PCA is the most commonly used technique for dimensionality reduction. The first component produced in PCA comprises the majority of information or variance within the data. PCA uses a covariance matrix to measure the relationship between features of the dataset. The eigenvectors tell the directions of the spread of the data. The eigenvalues indicate the relative importance of these directions.

Let's see what it looks like with when using PCA in 1 dimension.

In [59]:
# Transform the data with only the first principal component
pca = PCA(n_components=1)

# Store the transformed data in the data_transformed
data_transformed = pca.fit_transform(data.values) 
In [60]:
plt.figure(figsize=(10, 7))
plt.plot(data_transformed)
plt.xlabel('Sample')
plt.ylabel('Transformed Data')
plt.title('The dataset transformed by the principal component')
plt.show()

The transformed data are between -3 to 30, the transformed data value are going up and down in the one dimension.

In [61]:
print("Original shape:   ", data.shape)
print("Transformed shape:", data_transformed.shape)
Original shape:    (8949, 17)
Transformed shape: (8949, 1)

PCA in 2 Dimensions

In [62]:
# Transform the data with only the first principal component
pca2 = PCA(n_components=2)

--*--

• Problems:
- A) Name every plt function the PCA excerpt calls.
- B) Please proceed with the PCA excerpt from where it stops.
The lines have nothing to do with the PCA excerpt.

• Data shown:
--*--

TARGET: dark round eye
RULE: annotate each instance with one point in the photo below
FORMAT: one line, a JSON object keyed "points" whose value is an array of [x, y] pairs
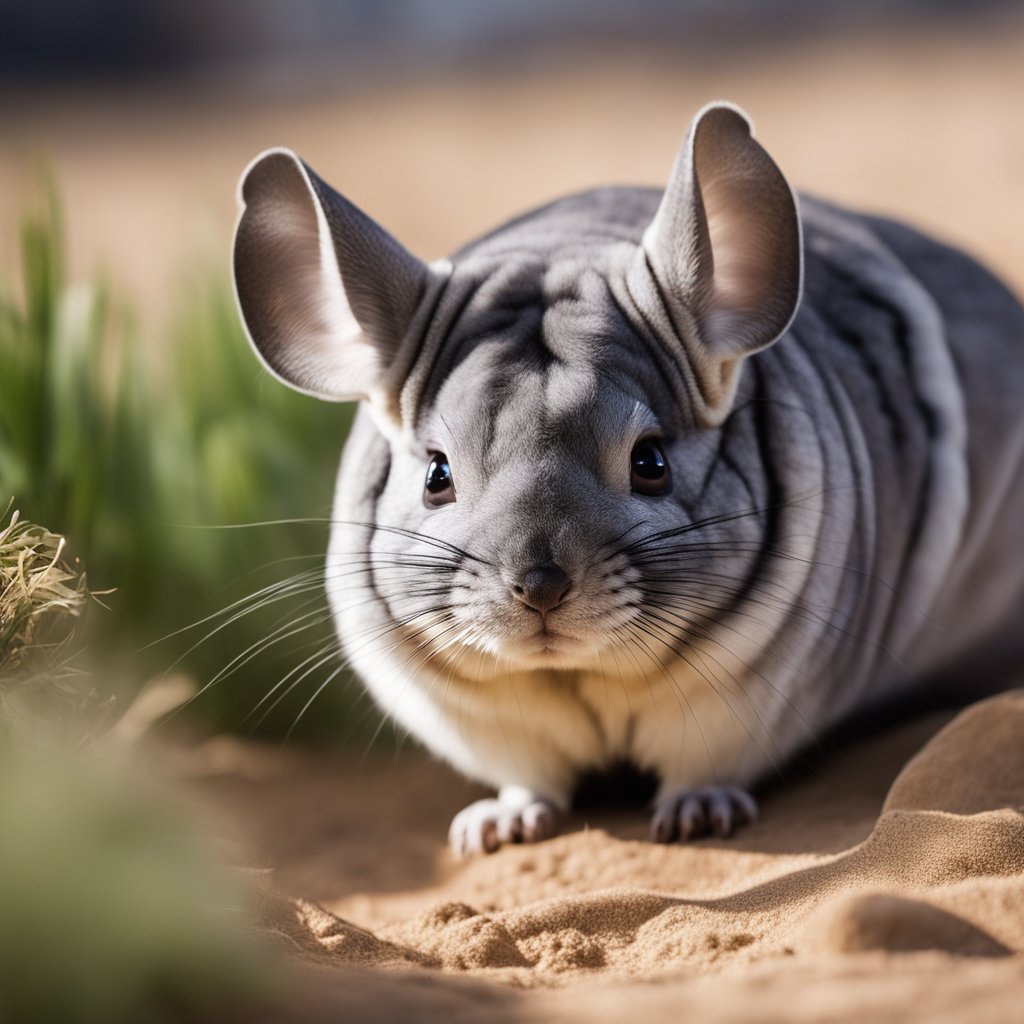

--*--

• Responses to the exercise:
- A) plt.figure, plt.plot, plt.xlabel, plt.ylabel, plt.title, plt.show

- B)
# Store the transformed data in the data_transformed
data_pca2 = pca2.fit_transform(data.values) 
In [63]:
print("Original shape:   ", data.shape)
print("Transformed shape:", data_pca2.shape)
Original shape:    (8949, 17)
Transformed shape: (8949, 2)
In [64]:
data_pca2 = pd.DataFrame(data_pca2)
In [65]:
data_pca2.iloc[:,0]
Out[65]:
0      -1.682361
1      -1.138968
2       0.969376
3      -0.873814
4      -1.599681
          ...   
8944   -0.359267
8945   -0.564022
8946   -0.925785
8947   -2.336210
8948   -0.556041
Name: 0, Length: 8949, dtype: float64

Let's check what it looks like with a k-means clustering of n_clusters =8.

In [66]:
plt.scatter(data_pca2.iloc[:,0],data_pca2.iloc[:,1],
            c = KMeans(n_clusters=8).fit_predict(data_pca2), cmap =None) 
plt.show()

Looks like it has better performance to classify customers into 8 groups with PCA method.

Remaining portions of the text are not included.